* **TEXTE PRÉSENTÉ**

━━━━━━━━━━━━━━━━━━━━━━━━━━━━━━

Cette avancée, saluée dans le monde scientifique, pourrait révolutionner le suivi des troubles anxieux et du stress chronique, notamment dans les milieux où la parole est rare, difficile ou stigmatisée. L’idée d’un suivi passif et silencieux, sans tests sanguins, questionnaires ni applications invasives, séduit à la fois médecins et patients. Elle ouvre la voie à une meilleure individualisation des thérapies, mais aussi à une prévention plus fine. Car si l’anxiété reste invisible, ses manifestations biologiques, elles, ne le sont plus.

Quand le corps parle sans un mot

Cette technologie s’inscrit dans une tendance croissante de la médecine connectée: comprendre l’état émotionnel ou mental à travers des capteurs biométriques intégrés dans des objets du quotidien. En Californie, des chercheurs de la Northwestern University ont ainsi développé un capteur ultra-fin capable de détecter, lui aussi, le niveau de stress via la sueur. Ce capteur pourrait être intégré dans des montres connectées ou des patchs cutanés, ouvrant la voie à une cartographie continue des états émotionnels au cours de la journée.

━━━━━━━━━━━━━━━━━━━━━━━━━━━━━━

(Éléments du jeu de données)
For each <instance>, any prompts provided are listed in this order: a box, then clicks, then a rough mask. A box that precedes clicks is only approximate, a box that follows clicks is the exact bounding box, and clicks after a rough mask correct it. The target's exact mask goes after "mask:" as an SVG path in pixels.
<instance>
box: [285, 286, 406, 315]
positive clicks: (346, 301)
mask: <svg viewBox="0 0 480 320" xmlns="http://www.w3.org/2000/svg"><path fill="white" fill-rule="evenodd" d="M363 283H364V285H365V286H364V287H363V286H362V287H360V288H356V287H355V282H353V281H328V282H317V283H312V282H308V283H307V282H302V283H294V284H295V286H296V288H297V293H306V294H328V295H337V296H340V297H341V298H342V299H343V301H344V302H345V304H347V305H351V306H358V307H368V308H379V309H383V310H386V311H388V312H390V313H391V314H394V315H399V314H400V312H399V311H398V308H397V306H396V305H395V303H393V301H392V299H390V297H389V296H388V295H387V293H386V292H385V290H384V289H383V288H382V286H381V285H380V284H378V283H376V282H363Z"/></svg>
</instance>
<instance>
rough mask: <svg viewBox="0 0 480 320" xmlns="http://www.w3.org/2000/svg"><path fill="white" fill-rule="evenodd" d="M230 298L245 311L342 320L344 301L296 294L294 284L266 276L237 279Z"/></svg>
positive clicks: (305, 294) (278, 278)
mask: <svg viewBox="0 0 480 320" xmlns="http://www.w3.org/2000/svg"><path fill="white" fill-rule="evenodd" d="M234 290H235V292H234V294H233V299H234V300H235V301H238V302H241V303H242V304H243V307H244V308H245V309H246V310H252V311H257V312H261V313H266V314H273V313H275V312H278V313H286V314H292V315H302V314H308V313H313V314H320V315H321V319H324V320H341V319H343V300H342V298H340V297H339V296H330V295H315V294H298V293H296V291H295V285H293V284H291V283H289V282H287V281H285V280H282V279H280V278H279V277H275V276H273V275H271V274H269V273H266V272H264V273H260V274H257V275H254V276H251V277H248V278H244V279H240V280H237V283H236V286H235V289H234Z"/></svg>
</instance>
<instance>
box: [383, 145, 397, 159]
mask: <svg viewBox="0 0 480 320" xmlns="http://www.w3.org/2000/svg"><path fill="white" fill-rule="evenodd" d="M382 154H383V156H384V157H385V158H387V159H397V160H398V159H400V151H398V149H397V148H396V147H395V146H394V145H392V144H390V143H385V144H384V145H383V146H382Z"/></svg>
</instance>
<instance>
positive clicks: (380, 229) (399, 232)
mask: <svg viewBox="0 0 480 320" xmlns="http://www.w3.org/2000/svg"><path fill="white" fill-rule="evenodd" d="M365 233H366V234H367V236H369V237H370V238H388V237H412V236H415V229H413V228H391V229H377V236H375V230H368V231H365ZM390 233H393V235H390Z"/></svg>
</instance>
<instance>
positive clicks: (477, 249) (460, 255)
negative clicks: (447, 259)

━━━━━━━━━━━━━━━━━━━━━━━━━━━━━━

* **AVEC CES INFORMATIONS**
A: Mets à jour le passage du texte sur la détection du stress qui commence par « Quand le corps » et se termine par « de la journée. », en remplaçant « la sueur » par « la salive ».
B: Poursuis le texte sur la détection du stress à partir de sa dernière phrase.
Les lignes n'ont aucun rapport avec le texte sur la détection du stress.

* **RÉPONSES DANS L'ORDRE**
A:
Quand le corps parle sans un mot

Cette technologie s’inscrit dans une tendance croissante de la médecine connectée: comprendre l’état émotionnel ou mental à travers des capteurs biométriques intégrés dans des objets du quotidien. En Californie, des chercheurs de la Northwestern University ont ainsi développé un capteur ultra-fin capable de détecter, lui aussi, le niveau de stress via la salive. Ce capteur pourrait être intégré dans des montres connectées ou des patchs cutanés, ouvrant la voie à une cartographie continue des états émotionnels au cours de la journée.

B:
L’enjeu n’est pas seulement scientifique, il est aussi éthique et social. Dans un monde de plus en plus soumis aux injonctions de performance, la santé mentale s’effrite silencieusement. Selon l’Organisation mondiale de la santé, les troubles anxieux touchent près de 264 millions de personnes dans le monde, un chiffre probablement sous-estimé. Les pathologies liées au stress, burn-out, dépression, troubles anxieux généralisés, progressent, souvent sans que les individus eux-mêmes en aient pleinement conscience.

C’est là que ces technologies prennent tout leur sens. Plutôt que d’attendre la crise ou l’effondrement, elles proposent un suivi en amont, au plus près du corps, dans ses signaux les plus subtils. En recueillant des données objectives sur les niveaux de stress, elles peuvent compléter les approches psychologiques et psychiatriques, trop souvent centrées sur la parole, le récit ou le visible. Elles redonnent aussi une forme d’autonomie au patient, qui peut apprendre à anticiper ses épisodes anxieux, à reconnaître ses seuils de tolérance, à adapter son rythme.

Mais ces dispositifs posent aussi des questions fondamentales. Peut-on vraiment quantifier une émotion? Que signifie «objectiver» un état intérieur? Et surtout, à qui appartiennent ces données? Les chercheurs de l’EPFL insistent sur la nécessité de protéger la vie privée des utilisateurs, en garantissant le cryptage et la non-transmissibilité des informations. Mais dans un monde où les données personnelles sont une monnaie d’échange, la frontière entre soin et surveillance peut vite devenir poreuse.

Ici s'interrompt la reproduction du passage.